(Records to process)
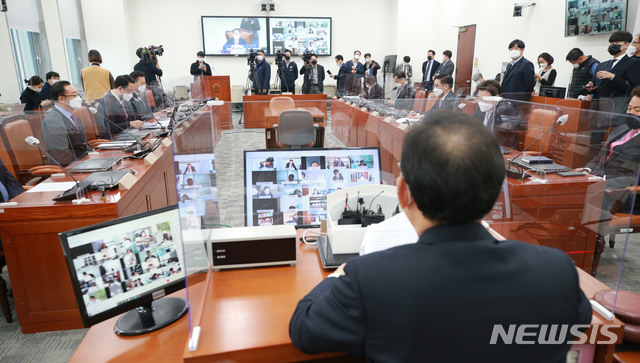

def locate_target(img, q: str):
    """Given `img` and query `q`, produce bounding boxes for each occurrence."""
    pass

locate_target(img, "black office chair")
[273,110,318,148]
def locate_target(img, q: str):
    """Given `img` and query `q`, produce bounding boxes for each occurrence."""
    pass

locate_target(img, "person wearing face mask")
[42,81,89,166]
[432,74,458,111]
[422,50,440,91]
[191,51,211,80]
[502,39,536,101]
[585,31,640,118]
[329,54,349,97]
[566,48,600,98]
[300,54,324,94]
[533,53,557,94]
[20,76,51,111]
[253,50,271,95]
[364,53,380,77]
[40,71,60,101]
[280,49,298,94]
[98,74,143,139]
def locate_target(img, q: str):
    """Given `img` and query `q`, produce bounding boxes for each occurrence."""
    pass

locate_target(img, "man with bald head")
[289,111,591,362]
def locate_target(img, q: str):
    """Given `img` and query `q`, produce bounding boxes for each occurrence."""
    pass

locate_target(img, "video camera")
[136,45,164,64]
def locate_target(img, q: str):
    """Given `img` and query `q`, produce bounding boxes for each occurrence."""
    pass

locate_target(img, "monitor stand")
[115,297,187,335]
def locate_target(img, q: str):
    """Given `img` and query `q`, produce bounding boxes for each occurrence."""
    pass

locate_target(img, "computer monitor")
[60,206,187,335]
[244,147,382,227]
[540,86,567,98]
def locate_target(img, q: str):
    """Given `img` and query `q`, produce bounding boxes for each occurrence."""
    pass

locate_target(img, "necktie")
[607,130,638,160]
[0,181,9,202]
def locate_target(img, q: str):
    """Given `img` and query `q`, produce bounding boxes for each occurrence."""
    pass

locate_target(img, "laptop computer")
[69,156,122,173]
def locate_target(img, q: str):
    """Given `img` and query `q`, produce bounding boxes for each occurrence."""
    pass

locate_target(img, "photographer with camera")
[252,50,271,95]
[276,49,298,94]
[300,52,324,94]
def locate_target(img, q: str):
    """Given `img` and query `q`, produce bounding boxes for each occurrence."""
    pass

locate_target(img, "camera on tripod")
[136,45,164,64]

---

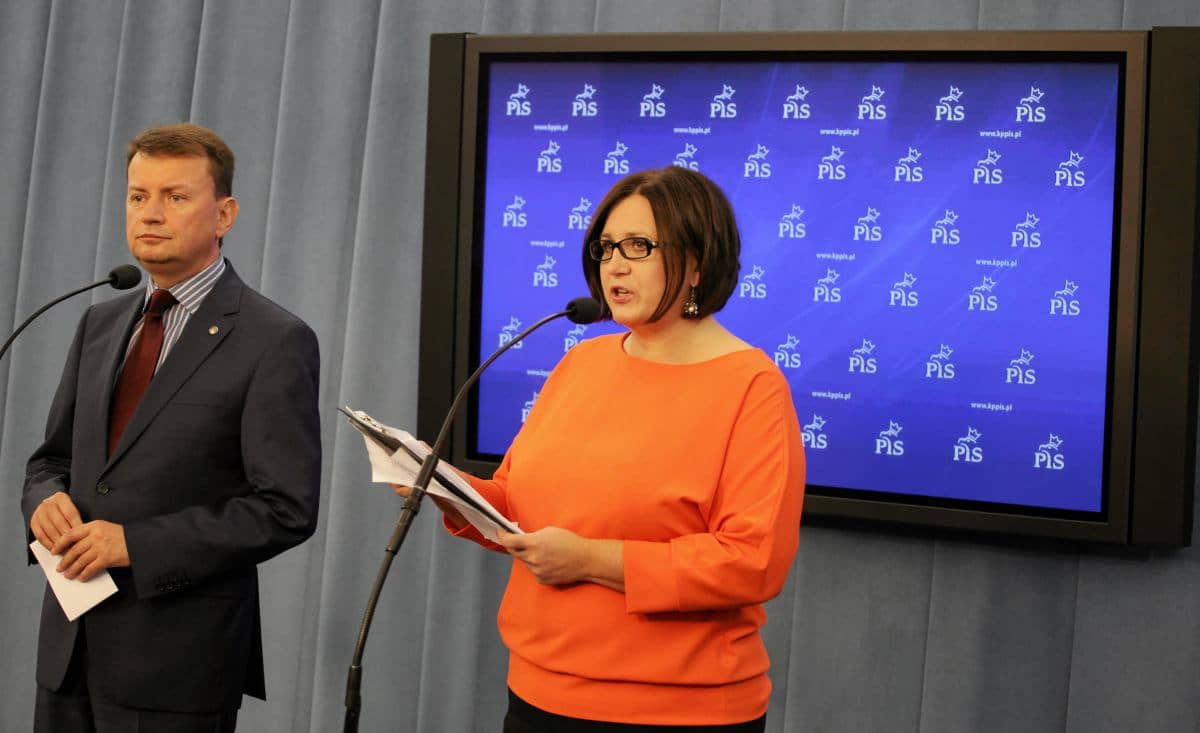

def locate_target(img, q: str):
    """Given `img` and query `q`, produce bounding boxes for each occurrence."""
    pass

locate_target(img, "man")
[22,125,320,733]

(Your objective) Show each line in the records above that contains the string "monitor", copying every such line in full.

(Full response)
locate_target(img, "monitor stand")
locate_target(img, "computer monitor")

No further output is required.